Task to carry out. If a record contains a picture, leave the picture out and transcribe everything else exactly.

Source records.
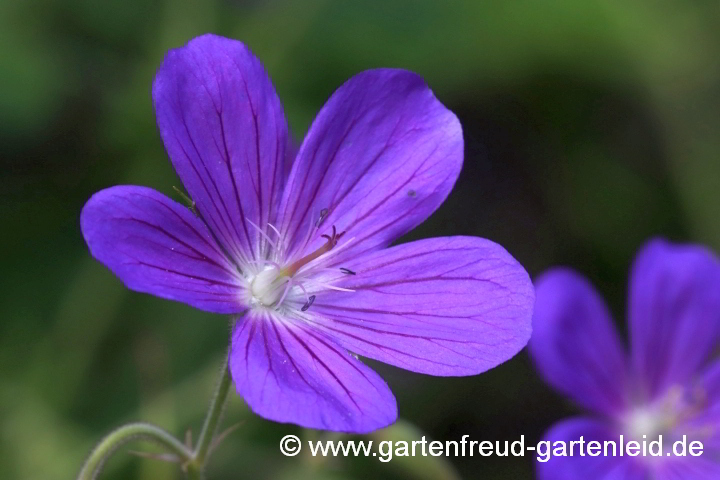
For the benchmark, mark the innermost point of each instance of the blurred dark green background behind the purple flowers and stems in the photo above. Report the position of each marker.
(589, 127)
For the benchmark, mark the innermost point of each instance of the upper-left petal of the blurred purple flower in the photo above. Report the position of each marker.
(574, 344)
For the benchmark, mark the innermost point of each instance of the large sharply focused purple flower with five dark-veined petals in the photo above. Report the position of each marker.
(295, 245)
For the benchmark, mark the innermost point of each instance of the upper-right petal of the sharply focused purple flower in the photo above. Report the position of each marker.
(381, 156)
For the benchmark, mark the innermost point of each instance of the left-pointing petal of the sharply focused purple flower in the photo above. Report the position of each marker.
(157, 246)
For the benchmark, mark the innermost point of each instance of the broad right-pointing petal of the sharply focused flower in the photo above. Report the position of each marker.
(442, 306)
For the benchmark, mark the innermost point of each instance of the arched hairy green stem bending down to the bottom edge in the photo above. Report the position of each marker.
(125, 434)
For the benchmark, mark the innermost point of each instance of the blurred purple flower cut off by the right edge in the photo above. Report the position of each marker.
(666, 387)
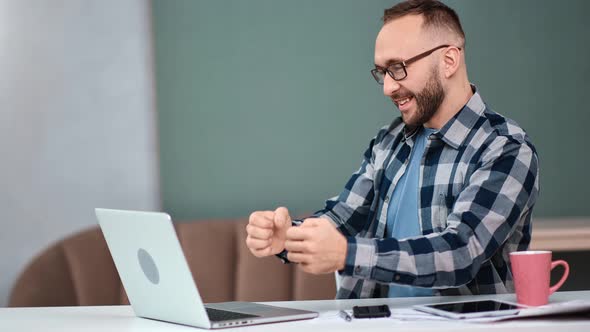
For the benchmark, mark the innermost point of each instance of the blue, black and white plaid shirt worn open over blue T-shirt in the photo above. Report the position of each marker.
(478, 185)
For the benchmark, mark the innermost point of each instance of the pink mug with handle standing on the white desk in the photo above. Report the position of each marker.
(531, 271)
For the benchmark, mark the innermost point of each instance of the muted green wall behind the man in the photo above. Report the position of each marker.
(271, 102)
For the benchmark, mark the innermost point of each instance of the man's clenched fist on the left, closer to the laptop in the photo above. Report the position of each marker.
(266, 231)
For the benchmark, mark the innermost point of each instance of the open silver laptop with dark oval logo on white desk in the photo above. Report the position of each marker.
(157, 279)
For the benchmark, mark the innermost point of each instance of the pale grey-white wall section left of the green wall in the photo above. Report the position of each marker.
(77, 120)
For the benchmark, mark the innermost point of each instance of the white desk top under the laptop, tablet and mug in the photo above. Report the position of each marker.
(121, 318)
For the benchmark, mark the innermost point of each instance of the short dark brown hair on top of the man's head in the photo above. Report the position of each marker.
(436, 15)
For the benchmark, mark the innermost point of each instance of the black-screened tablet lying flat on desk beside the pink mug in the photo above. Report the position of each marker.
(471, 309)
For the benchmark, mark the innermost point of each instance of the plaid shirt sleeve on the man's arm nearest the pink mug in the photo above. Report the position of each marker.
(497, 196)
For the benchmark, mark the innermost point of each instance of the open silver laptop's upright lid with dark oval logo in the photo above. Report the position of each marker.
(152, 267)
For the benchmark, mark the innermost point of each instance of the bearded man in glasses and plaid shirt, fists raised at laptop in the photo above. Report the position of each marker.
(445, 192)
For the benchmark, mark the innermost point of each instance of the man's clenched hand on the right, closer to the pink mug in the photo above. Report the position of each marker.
(317, 245)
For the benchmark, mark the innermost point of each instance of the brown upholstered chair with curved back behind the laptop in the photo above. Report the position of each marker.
(79, 270)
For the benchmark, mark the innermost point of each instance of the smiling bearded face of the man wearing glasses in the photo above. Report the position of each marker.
(420, 94)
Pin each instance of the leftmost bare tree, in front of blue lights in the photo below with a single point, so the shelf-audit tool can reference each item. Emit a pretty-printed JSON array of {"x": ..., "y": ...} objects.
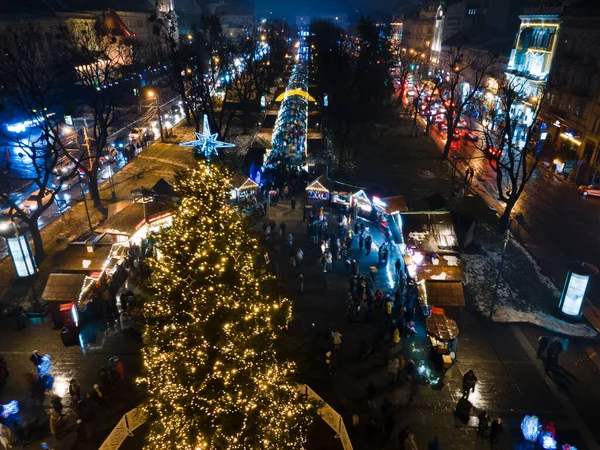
[{"x": 31, "y": 85}]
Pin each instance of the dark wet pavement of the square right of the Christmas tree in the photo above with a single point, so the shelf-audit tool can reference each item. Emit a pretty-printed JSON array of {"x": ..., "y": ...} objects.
[{"x": 511, "y": 383}]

Answer section.
For the benchmark, mark the innermost point of each instance of the blurred dark green background behind the purple flowers and stems in the photo above. Report the position of each marker.
(589, 127)
For the benchmark, mark the innermost point of each instance of the upper-left petal of the blurred purple flower in the photo above. Report the position of each marker.
(574, 344)
For the benchmark, mark the innermost point of each instance of the large sharply focused purple flower with five dark-veined petals in the photo above. Report the position of each marker.
(295, 245)
For the benchmark, mark the innermost point of each instance of the upper-right petal of the sharply focused purple flower in the photo above. Report the position of each marker.
(381, 156)
For the benchmark, mark the innermost point of each instance of the left-pointing petal of the sharply focused purple flower in the photo above. Report the position of each marker.
(157, 246)
For the benchmark, mark the innermost point of each instance of the broad right-pointing petal of the sharply focused flower in the photo above. Report the position of each marker.
(442, 306)
For the benchmark, mark the innermost point of each instance of the arched hairy green stem bending down to the bottom edge in the photo above. Report the position of each marker.
(125, 434)
For the benchmark, mark the innermost point of each instance of the blurred purple flower cut off by the right edge in the photo above. Report the position of each marker.
(666, 387)
For the benchmark, mark the innermost point of each instance of the blue, black and white plaid shirt worn open over blue T-shirt in the photo above. Report the position of each marker.
(478, 185)
For the benchmark, mark the innermost point of each instance of the pink mug with handle standing on the white desk in the photo above. Report the position of each marker.
(531, 271)
For the benchmark, mark the innermost point of each instance of the muted green wall behind the man in the photo above. Report the position of each marker.
(271, 102)
For the benchmark, mark the innermost point of each instance of the man's clenched fist on the left, closer to the laptop in the photo above. Report the position of each marker.
(266, 231)
For the benchmark, mark the innermost point of each instance of the open silver laptop with dark oval logo on white desk in the photo above. Report the position of each marker.
(157, 279)
For the benchmark, mark the innermost point of each instance of the pale grey-white wall section left of the green wall in the photo above. Report the position of each marker.
(77, 120)
For the benchmark, mark the innermost point of each instance of the white desk top under the laptop, tablet and mug in the photo above. Report the position of each marker.
(121, 318)
For the benchmark, mark the innermost point of each instance of the short dark brown hair on top of the man's head in the photo above. Report the position of each marker.
(436, 15)
For the benchmark, mark the innermost point of each instance of the black-screened tablet lying flat on desk beside the pink mug in the photo above. Report the position of each marker.
(471, 309)
For the benchmark, mark the innermost point of each instance of the plaid shirt sleeve on the man's arm nearest the pink mug in the photo above. Report the position of each marker.
(497, 196)
For the benchmark, mark the innermost point of each instance of the open silver laptop's upright lid with dark oval logo in the photo above. Report the position of each marker.
(152, 267)
For the benchmark, mark the innermost point of each instance of the bearded man in glasses and plaid shirt, fists raised at laptop in the photo above. Report the position of each marker.
(445, 192)
For the benchmark, mark the innermost point of each instance of the man's clenched hand on the right, closer to the pink mug in the photo above. Report the position of each marker.
(317, 245)
For the benchmark, mark the innermost point of each instance of the brown upholstered chair with curved back behind the laptop in the photo above. Report the position of each marker.
(79, 270)
For the benchmark, mark the innermost point of each instance of the smiling bearded face of the man wearing glasses in the photo above. Report the position of each marker.
(420, 94)
Pin each instance of the leftmost bare tree, in front of blue lights in the photo below with a single point, so the shelf-audit tool can reference each item. Emit a pretty-printed JSON array of {"x": ..., "y": ...} objects.
[{"x": 31, "y": 85}]
Pin each instance of the dark wet pavement of the square right of the Christmas tree in the photo above with a single point, so the shelf-audit tool can reference each item. Emit a pretty-printed JSON array of {"x": ..., "y": ...} objects.
[{"x": 511, "y": 383}]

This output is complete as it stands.